**TASK TO CARRY OUT:** Extract each line of the listing below that contains the string "building". Case counts, so match only that exact capitalization.

**PROVIDED DATA:**
┏━━

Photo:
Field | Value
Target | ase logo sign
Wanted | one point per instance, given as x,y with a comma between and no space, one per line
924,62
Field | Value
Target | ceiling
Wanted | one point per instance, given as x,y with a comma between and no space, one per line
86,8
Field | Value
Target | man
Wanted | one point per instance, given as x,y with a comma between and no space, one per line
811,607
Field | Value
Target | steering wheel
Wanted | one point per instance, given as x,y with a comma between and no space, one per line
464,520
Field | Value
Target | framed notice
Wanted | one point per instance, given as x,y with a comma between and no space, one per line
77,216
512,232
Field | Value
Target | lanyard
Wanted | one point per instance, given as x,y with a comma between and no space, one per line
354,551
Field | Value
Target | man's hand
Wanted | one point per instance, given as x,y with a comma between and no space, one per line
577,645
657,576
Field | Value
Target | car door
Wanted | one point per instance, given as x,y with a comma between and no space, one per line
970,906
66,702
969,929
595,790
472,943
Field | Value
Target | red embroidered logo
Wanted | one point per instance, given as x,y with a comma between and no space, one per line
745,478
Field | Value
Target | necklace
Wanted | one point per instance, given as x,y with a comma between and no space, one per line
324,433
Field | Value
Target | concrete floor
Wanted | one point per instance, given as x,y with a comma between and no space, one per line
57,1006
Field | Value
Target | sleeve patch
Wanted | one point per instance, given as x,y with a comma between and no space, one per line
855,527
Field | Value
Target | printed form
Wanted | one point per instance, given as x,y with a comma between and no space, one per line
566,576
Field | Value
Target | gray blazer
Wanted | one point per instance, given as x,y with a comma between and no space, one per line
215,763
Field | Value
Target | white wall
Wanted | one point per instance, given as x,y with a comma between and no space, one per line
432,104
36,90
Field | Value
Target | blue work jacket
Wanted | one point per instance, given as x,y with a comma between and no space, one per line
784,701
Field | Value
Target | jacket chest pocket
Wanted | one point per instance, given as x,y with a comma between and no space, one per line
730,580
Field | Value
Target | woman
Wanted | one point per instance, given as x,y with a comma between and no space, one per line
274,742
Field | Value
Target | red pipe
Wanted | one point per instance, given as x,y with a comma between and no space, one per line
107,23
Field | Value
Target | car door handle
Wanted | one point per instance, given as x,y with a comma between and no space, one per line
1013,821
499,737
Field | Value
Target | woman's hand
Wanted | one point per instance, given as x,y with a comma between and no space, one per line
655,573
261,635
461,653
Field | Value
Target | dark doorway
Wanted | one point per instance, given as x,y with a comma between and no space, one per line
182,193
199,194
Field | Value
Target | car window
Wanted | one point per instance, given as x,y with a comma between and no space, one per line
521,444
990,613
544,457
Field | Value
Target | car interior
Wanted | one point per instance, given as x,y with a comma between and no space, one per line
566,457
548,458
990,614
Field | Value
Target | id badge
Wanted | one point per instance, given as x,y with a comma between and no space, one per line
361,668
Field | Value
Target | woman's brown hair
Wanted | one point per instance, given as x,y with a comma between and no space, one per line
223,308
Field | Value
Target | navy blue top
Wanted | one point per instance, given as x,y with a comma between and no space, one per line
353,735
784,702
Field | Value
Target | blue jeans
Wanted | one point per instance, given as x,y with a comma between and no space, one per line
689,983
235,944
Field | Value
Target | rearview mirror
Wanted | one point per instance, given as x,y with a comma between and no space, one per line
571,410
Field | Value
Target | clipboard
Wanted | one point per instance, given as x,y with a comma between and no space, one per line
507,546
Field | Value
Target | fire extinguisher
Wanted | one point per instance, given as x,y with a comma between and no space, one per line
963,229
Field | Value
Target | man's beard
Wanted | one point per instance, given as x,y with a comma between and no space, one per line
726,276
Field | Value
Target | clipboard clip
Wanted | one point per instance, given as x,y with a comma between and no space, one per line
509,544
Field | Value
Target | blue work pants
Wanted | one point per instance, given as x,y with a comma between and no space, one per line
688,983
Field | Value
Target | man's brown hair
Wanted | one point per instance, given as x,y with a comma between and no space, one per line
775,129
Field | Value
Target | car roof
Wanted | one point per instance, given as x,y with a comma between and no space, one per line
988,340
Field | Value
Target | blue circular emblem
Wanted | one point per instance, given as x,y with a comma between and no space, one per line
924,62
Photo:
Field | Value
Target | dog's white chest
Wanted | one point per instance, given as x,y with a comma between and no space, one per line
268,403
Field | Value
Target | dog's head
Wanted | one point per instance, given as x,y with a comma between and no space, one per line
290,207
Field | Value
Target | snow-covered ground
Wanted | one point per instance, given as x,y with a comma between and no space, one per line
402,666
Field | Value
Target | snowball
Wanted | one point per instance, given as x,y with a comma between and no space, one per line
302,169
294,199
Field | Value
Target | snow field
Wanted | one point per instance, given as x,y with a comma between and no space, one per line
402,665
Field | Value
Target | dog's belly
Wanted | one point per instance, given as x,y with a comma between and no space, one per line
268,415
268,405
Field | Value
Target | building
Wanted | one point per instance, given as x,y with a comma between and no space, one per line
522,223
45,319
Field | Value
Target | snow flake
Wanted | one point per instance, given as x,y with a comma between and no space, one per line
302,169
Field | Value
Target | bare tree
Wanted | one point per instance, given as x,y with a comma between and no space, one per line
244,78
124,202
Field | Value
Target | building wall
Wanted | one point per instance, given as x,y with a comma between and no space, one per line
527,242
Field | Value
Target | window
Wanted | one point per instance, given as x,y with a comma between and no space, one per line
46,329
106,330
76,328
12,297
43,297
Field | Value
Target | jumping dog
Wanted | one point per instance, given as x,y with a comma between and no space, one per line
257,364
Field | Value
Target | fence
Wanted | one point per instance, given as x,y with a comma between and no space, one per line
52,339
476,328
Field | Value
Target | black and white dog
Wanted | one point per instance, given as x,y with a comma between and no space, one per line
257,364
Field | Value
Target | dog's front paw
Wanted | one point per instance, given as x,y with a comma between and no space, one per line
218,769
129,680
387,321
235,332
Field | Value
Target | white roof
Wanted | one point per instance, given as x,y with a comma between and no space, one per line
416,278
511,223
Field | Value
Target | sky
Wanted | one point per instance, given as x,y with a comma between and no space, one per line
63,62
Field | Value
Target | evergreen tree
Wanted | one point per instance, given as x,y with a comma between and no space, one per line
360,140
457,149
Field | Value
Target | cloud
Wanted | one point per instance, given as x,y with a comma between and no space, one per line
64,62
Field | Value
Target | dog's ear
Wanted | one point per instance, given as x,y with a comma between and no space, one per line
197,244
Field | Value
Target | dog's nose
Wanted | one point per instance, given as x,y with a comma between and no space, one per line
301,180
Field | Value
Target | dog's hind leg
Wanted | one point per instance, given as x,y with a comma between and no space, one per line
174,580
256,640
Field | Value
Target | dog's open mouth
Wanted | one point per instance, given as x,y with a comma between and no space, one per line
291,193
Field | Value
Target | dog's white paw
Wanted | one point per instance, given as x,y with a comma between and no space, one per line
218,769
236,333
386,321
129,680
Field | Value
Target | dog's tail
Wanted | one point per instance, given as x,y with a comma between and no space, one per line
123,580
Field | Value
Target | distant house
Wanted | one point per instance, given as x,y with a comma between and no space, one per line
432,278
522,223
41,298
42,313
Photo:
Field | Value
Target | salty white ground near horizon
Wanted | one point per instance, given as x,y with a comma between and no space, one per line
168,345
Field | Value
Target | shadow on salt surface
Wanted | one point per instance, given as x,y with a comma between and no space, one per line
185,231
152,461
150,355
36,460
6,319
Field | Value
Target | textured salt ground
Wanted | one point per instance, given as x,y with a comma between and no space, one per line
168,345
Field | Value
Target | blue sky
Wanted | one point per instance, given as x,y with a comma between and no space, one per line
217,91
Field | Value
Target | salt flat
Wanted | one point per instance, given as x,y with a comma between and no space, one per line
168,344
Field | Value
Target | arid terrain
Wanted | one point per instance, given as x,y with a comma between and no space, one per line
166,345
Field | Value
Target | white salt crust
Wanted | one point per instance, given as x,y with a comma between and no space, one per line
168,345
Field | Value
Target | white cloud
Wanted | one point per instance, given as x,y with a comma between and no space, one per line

┗━━

**FINAL RESULT:**
Target | building
Target | building wall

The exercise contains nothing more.